To do:
1. Summarize the article on UK pharmaceutical payment rates in two sentences.
2. Set down word for word the stretch of the article on UK pharmaceutical payment rates from "The pharmaceutical industry" through "to the NHS.".

Document segment:
►
Words by EMJ GOLD newsdesk
Leaders from key pharmaceutical companies operating in the UK are warning that the country’s life sciences growth plan is at risk – unless the government addresses unsustainable payment rates on manufacturers.
The pharmaceutical industry already adds over £17.6 billion directly to the UK economy, but growth has stagnated due to rising payments required by the Voluntary Scheme for Branded Medicines Pricing, Access, and Growth (VPAG), which now demands up to 35.6% of a company’s revenue from branded medicine sales to the NHS.
As a result of this, the Association of the British Pharmaceutical Industry (ABPI) is calling for urgent action to restore international competitiveness in the UK’s pharmaceutical sector.
“The government has rightly identified life sciences as a critical growth sector for the economy, but unless these excessive payment rates are addressed, the UK will not see the growth and investment we all want, and the UK will continue to slip behind our peers,” warned Richard Torbett, Chief Executive, ABPI, in a press release. “We need an urgent commitment from the government to work with industry to get the UK back to an internationally competitive position.”
The current scheme has seen payment rates rise from 7% in 2014–2021 to 21.2% in 2023. Although rates for new medicines dipped to 15.1% in 2024, they have surged again to 23.5% in 2025, with companies still paying between 10.6% and 35.6% for older products. In contrast, countries like France and Germany have significantly lower rates, ranging from 5.7% to 7%. Meanwhile, the UK has dropped from first to ninth in Europe for the availability of new medicines over the past decade.
◄
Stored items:
►
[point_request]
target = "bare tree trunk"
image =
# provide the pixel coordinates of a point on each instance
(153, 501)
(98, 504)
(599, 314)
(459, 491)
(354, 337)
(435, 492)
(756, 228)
◄
Answers to each task:
1. Leaders from key pharmaceutical companies in the UK, along with the ABPI, warn that the country's life sciences growth plan is at risk unless the government addresses the rising payment rates that the VPAG scheme requires of manufacturers, which now reach up to 35.6% of revenue from branded medicine sales to the NHS. Those rates have climbed from 7% in 2014–2021 to 23.5% for new medicines in 2025, well above the 5.7% to 7% seen in France and Germany, while the UK has fallen from first to ninth in Europe for the availability of new medicines.

2.
The pharmaceutical industry already adds over £17.6 billion directly to the UK economy, but growth has stagnated due to rising payments required by the Voluntary Scheme for Branded Medicines Pricing, Access, and Growth (VPAG), which now demands up to 35.6% of a company’s revenue from branded medicine sales to the NHS.